======== Extracted entries ========

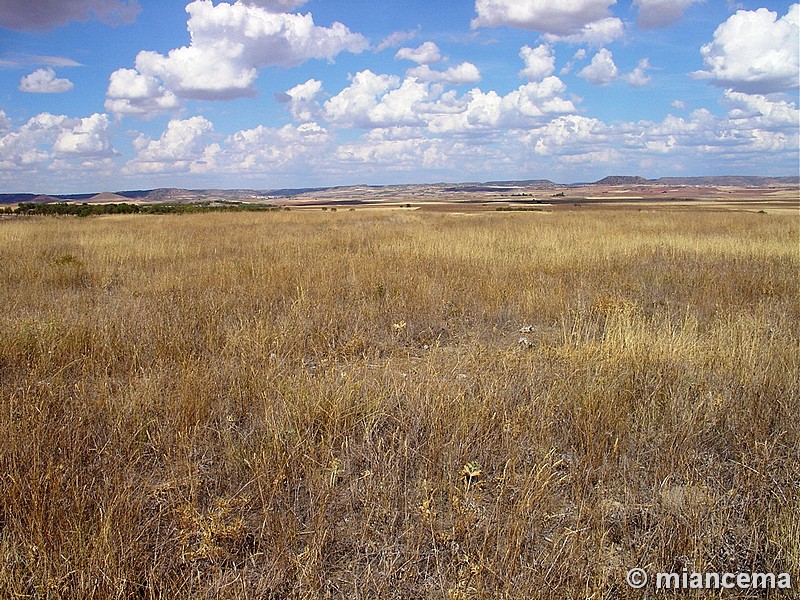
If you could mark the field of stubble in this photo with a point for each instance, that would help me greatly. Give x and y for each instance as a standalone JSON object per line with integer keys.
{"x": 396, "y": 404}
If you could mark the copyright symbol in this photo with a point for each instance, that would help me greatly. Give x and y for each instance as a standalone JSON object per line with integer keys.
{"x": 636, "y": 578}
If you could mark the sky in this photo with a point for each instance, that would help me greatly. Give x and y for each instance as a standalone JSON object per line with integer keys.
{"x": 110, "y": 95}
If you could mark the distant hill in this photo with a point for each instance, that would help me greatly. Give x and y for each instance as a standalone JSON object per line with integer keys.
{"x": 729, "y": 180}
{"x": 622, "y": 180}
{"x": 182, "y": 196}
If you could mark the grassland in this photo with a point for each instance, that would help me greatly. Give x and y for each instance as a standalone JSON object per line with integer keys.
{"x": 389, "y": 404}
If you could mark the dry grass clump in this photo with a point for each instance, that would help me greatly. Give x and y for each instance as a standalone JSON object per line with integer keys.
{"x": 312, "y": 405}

========
======== Extracted entries ========

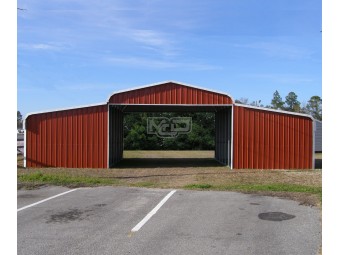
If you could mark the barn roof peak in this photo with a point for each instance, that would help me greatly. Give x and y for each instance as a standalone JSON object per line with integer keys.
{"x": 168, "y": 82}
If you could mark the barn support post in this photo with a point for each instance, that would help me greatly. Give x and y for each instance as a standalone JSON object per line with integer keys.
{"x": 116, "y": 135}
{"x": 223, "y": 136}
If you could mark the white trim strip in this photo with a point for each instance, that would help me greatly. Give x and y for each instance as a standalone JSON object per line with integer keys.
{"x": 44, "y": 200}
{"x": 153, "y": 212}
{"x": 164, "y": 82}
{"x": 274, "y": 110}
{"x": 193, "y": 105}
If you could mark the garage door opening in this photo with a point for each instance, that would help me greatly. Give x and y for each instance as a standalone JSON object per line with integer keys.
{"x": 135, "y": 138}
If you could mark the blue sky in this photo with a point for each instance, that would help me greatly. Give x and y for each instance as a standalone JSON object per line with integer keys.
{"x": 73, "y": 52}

========

Direction -> Report each line above that contains the word "barn", copying every such line in full. Treat the match as case-sensitive.

Written solution ->
If you could mark the barn roof peak in this photo with a point for each instance, that would help me greatly. Give x and y for each instance as a standalone JSON object per line with integer keys.
If you could mark the barn support post in this photo with a point for each instance, that would help me greatly. Give x and y for each instance as a standalone JSON object per line with integer keys.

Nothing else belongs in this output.